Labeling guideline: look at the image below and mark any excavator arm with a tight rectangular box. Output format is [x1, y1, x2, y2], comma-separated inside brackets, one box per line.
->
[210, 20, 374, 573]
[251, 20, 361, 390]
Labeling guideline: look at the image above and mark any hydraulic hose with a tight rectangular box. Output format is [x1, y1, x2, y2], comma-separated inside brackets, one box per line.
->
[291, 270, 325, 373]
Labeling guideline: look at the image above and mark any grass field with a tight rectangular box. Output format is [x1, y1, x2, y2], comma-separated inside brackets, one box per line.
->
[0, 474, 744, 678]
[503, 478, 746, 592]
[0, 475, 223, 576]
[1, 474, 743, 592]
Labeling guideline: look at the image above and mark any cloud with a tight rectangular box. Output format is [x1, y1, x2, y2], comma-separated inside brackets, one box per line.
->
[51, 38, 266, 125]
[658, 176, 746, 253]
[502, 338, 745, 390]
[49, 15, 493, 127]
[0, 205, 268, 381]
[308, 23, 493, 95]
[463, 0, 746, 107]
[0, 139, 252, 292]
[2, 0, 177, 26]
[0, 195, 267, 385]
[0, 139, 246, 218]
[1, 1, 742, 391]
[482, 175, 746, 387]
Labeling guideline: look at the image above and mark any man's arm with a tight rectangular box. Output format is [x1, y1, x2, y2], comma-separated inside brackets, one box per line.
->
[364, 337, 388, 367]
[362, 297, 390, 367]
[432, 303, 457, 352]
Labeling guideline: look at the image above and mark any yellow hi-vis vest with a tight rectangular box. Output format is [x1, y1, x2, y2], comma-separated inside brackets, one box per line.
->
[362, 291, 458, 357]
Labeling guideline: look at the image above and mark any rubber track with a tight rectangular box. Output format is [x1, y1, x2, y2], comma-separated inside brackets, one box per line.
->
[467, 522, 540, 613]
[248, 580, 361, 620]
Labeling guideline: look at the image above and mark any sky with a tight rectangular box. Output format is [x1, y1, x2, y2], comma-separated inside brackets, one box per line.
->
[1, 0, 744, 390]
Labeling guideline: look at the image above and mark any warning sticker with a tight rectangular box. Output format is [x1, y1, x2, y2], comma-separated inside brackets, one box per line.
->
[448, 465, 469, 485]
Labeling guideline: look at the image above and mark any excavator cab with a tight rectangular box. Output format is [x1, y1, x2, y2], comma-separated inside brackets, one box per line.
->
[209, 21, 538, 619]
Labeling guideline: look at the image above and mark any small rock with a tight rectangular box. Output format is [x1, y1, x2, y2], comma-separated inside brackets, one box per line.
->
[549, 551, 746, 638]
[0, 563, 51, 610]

^^^^^^^^

Line by line, transcribe all of the records exactly.

Labeling guideline: look at the image below and mark any excavator arm with a tight rectangular box. Output format is [x1, y1, x2, y2], comma-separated inside brackets, one box per line.
->
[210, 20, 374, 573]
[251, 20, 361, 390]
Labeling guideline: look at the image above and mark any hydraulic hose with a tight rectangular box. Output format is [x1, y1, x2, y2], comma-separated inside brackets, one box per line.
->
[291, 270, 325, 373]
Labeling guideline: look at the image above and mark any grass field with a tight rectangular box. Output format is [x1, y1, x2, y2], comma-separated inside brackets, one box per line.
->
[0, 474, 744, 678]
[503, 478, 746, 592]
[0, 475, 223, 576]
[1, 474, 743, 592]
Labeling guideline: look at the image above and mark any cloud with a tight rectangular box. Output format is [x1, y1, x2, y2], comma-separated inside brackets, one box per line.
->
[51, 38, 266, 125]
[658, 176, 746, 253]
[502, 338, 745, 390]
[49, 15, 493, 127]
[0, 205, 268, 381]
[308, 23, 493, 95]
[463, 0, 746, 107]
[0, 139, 252, 292]
[2, 0, 177, 26]
[0, 195, 267, 385]
[0, 139, 246, 218]
[1, 1, 742, 391]
[482, 175, 746, 387]
Labeling guideline: look at the image above and mark any man's arm with a tight rectangular box. Output format is [x1, y1, x2, y2], comma-separated inside brackets, one box per line.
->
[364, 337, 388, 367]
[362, 297, 390, 367]
[432, 303, 457, 352]
Labeling guideline: look at the image above and mark any yellow hi-vis vest with a tight rectangular box. Output format is [x1, y1, x2, y2], comma-separated inside brackets, one box per line.
->
[362, 291, 458, 357]
Labeling guideline: look at the image above and mark any rubber track with a tight rectangular box. Output format is [x1, y1, x2, y2], comma-separated inside brackets, one box per line.
->
[467, 522, 540, 613]
[248, 580, 361, 620]
Labeling guideline: look at the image above and mark any sky with a tight rectangular box. Output format is [x1, y1, x2, y2], comma-separated inside brackets, one box per line.
->
[1, 0, 744, 390]
Labeling guideline: look at the image above and mark any warning sticker with a tight rectangular box. Output format is [x1, y1, x2, y2], comma-separated inside brackets, one box per line.
->
[448, 465, 469, 485]
Labeling guideline: look at the image above and mark any excavator cab with a tight rectangular box. Output format is [x1, y1, x2, y2], comma-separated inside brackets, one box per line.
->
[209, 21, 538, 619]
Labeling guideline: look at the image above and mark any small rock with a tight rectangular box. Output format is [x1, y1, x2, y2], comma-separated inside brackets, one box per line.
->
[549, 551, 746, 638]
[0, 563, 51, 610]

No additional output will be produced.